··· Task material

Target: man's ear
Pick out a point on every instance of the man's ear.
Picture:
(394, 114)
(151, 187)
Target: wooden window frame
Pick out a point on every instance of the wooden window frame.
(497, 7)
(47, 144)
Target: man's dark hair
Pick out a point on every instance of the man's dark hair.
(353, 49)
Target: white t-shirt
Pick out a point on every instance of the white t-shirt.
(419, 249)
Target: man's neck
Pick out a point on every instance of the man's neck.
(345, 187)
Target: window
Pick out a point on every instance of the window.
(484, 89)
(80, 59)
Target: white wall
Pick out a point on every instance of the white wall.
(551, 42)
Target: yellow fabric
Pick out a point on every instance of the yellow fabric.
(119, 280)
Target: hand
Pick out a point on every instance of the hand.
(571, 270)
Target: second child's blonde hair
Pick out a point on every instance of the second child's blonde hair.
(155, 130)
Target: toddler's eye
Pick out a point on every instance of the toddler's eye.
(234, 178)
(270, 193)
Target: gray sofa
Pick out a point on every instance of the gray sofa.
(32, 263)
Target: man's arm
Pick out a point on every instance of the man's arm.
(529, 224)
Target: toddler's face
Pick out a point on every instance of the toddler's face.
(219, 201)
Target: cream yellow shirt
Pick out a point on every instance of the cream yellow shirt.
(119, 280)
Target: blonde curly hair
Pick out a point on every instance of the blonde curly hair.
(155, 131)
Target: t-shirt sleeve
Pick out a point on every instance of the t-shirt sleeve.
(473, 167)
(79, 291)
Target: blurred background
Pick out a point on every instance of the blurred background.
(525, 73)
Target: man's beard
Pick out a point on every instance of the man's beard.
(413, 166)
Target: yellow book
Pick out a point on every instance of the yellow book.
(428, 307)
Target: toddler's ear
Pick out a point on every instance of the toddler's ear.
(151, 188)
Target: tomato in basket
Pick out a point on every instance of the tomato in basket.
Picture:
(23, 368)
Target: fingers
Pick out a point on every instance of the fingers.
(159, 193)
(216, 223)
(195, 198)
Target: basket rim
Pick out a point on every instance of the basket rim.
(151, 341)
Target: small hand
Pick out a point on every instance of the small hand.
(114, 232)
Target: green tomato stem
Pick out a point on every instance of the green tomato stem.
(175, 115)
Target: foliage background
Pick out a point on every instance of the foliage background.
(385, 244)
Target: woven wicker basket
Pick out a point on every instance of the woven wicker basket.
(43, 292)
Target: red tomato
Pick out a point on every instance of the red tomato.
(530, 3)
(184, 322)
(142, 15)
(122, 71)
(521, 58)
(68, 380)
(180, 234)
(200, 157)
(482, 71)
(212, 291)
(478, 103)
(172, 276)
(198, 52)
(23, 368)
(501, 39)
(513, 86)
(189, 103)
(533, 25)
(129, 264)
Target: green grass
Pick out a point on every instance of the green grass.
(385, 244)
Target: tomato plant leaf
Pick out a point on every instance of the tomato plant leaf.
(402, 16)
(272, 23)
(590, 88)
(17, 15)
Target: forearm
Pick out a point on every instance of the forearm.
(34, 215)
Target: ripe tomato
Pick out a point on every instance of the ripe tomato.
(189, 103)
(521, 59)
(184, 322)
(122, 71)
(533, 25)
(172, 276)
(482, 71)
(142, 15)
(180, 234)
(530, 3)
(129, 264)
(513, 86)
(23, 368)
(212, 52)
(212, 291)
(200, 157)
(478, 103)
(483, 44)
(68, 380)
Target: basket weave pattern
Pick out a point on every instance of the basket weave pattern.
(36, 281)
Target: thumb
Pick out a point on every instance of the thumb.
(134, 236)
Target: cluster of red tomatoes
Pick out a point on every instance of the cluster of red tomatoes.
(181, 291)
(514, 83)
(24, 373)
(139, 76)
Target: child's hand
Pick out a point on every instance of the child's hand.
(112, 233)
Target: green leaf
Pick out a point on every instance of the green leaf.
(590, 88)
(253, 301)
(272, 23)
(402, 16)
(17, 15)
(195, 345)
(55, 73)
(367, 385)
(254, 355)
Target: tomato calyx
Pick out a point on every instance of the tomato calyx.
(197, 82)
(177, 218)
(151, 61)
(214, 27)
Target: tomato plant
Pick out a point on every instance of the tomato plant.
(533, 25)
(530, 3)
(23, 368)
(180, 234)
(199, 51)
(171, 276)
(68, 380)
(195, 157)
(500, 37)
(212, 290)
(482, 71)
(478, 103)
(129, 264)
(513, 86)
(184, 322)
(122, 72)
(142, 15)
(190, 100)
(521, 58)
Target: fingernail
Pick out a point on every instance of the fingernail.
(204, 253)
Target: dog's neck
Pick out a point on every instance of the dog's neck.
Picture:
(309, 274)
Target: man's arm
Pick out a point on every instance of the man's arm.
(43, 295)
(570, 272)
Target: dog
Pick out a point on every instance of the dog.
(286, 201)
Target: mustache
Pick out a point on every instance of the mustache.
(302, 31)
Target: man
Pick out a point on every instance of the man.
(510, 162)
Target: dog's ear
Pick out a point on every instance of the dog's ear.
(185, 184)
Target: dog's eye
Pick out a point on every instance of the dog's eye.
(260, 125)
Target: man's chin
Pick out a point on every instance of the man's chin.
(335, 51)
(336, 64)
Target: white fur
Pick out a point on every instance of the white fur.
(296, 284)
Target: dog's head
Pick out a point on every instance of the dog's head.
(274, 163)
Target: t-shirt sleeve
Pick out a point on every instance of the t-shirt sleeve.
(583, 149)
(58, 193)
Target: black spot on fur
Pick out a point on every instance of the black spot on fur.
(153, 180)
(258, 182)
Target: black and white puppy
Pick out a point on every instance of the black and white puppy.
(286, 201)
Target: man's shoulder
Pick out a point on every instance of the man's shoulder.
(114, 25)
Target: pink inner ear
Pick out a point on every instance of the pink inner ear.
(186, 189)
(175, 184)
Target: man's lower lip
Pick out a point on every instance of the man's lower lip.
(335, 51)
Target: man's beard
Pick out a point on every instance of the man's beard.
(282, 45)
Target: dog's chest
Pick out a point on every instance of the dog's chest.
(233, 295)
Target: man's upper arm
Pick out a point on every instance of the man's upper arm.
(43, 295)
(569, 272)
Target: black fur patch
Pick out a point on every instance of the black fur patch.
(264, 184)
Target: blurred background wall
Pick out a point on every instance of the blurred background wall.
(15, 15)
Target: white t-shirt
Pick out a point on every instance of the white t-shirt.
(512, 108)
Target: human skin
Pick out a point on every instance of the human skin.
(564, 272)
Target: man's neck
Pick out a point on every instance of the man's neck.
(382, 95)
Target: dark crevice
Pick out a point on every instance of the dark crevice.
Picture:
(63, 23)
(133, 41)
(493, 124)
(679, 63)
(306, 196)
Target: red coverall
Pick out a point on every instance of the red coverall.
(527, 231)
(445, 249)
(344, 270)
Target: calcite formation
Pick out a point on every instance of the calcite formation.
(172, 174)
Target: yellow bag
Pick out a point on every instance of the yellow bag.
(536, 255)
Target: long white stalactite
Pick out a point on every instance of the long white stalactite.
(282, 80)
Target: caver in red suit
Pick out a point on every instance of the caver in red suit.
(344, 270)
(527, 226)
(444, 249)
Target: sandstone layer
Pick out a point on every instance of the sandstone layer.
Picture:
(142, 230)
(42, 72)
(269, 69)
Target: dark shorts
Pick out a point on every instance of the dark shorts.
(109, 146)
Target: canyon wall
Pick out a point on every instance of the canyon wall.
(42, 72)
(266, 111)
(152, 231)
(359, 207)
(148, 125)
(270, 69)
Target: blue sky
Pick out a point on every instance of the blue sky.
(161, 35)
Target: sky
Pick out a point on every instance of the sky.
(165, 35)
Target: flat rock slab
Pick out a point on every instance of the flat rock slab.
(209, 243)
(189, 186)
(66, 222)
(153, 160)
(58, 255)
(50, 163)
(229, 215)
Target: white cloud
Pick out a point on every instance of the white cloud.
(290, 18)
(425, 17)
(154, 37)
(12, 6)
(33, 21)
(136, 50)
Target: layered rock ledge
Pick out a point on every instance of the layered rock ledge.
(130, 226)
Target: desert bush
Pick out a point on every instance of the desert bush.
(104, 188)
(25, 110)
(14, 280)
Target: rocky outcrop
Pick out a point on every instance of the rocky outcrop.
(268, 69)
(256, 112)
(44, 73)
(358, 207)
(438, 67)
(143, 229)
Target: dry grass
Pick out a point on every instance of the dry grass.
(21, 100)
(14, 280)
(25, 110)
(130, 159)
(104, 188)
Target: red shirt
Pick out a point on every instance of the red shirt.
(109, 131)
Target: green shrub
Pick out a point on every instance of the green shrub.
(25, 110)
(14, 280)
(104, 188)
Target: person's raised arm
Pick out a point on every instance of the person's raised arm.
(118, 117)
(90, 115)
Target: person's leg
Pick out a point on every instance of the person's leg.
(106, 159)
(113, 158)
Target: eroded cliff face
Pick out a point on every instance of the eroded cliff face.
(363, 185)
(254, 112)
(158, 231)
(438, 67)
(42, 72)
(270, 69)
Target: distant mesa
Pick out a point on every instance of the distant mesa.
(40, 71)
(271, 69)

······

What is required: Write down, word for word, the lines above from the one containing "Pick out a point on every instance of the human" through the one containing "Target: flat rock slab", both ends included.

Problem solution:
Pick out a point on every instance of the human skin.
(564, 272)
Target: man's neck
Pick out a point on every instance of the man's neck.
(382, 95)
Target: dark crevice
Pick out a point on every instance of the dark crevice.
Picture:
(63, 23)
(133, 41)
(493, 124)
(679, 63)
(306, 196)
Target: red coverall
Pick out a point on every instance of the red coverall.
(527, 231)
(445, 249)
(344, 270)
Target: calcite formation
Pick out a point on every instance of the calcite formation.
(172, 174)
Target: yellow bag
Pick out a point on every instance of the yellow bag.
(536, 255)
Target: long white stalactite
Pick out a point on every instance of the long white stalactite.
(282, 80)
Target: caver in red suit
Pick out a point on every instance of the caver in red suit.
(344, 270)
(527, 226)
(444, 249)
Target: sandstone layer
Pick out a point on every instance of the sandstone layer.
Picture:
(142, 230)
(42, 72)
(269, 69)
Target: dark shorts
Pick out a point on every instance of the dark shorts.
(109, 146)
Target: canyon wall
Pick out a point on every instance of the canyon wall.
(42, 72)
(266, 111)
(152, 231)
(359, 207)
(148, 125)
(270, 69)
Target: blue sky
Pick out a point on every instance of the blue sky.
(161, 35)
Target: sky
Pick out a point on every instance of the sky.
(165, 35)
Target: flat rock slab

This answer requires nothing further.